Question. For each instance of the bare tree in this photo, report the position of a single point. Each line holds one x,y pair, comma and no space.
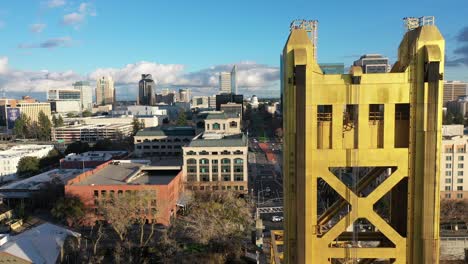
115,211
220,221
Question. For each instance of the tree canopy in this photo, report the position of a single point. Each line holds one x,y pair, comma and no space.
77,147
27,167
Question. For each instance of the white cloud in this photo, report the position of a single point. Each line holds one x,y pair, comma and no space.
37,28
49,43
14,80
75,19
3,64
55,3
252,78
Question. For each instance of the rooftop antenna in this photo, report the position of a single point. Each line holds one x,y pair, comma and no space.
310,26
412,23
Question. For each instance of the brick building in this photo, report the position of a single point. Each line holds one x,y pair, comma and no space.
114,178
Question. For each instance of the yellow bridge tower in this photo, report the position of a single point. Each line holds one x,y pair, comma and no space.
361,153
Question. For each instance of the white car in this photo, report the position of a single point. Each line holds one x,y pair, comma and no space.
277,218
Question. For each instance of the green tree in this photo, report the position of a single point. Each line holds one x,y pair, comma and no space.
103,145
54,121
52,158
60,121
137,125
458,119
77,147
44,126
87,113
182,119
27,167
69,209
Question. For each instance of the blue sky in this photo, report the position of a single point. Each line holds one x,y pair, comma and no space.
175,40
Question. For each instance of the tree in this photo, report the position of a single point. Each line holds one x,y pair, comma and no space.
217,223
103,145
53,157
44,126
137,125
458,119
27,167
69,209
57,121
60,121
182,119
87,113
116,212
77,147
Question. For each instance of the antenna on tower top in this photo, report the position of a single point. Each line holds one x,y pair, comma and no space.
310,26
415,22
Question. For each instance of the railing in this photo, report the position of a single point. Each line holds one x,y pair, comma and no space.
322,117
374,116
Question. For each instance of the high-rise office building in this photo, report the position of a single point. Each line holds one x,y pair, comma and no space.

• _Exercise goal_
Transcribe the records above exactly, leaving out every picture.

• _Answer for the task_
Question. For each instance of the bare tree in this photo, report the position of a single point. Each line holds one x,y pair, comma and no space.
115,211
220,221
Question. For each instance of the tree canopy in this photo, report the position of a single point. Each line holds one x,y pair, comma and no space.
77,147
27,167
Question. For each instance of the white cloud in this photo, report the position of a single point. Each line holds one x,y pair, comma and no space.
37,28
49,43
14,80
75,19
3,64
55,3
252,78
Question. For each instance of the rooftop antenna in this photo, report the position of a single point. Each line holds one x,y pair, comma and no space.
310,26
412,23
Question. For each instance of the brick building in this photo, report the position of a single point. Each line holds one x,y pair, comma and no space.
114,178
Question. For each instance of the yellow bridge tower in this photo, report the position of a single point. Each line holds one x,y pair, comma and no space.
361,153
Question. For each instance of the white car in this photo, report the position of a single point. Each line holds one x,y pair, comma and no space.
277,218
Question. For each instance of the green tree in this photo, report the position of a single point. Each line holds one x,y pair, comma and no space.
103,145
54,121
52,158
60,121
137,125
458,119
77,147
44,126
87,113
182,119
27,167
69,209
Question. For each instance of the blue sky in this photo, report the position of a single point. Each line holds one x,y pair, comma and no space.
175,40
Question. For each instance of the tree in this photo, report the position of a single point. Each line holds one x,y pair, comma and no space.
217,223
103,145
53,157
44,126
137,125
458,119
27,167
69,209
57,121
60,121
182,119
87,113
116,212
77,147
Question. For each instance of the antenna on tower top in this photo, report the position of a single point. Each line holds one x,y pair, comma and no space.
310,26
415,22
Question. For each instance of the railing in this photo, report the position of a single point. Each line holds one x,y pair, comma and no space.
322,117
374,116
Question. For each instance of the high-rise office building in this photo, report the position of a single point. Each line holds one x,y pair, comma and no space.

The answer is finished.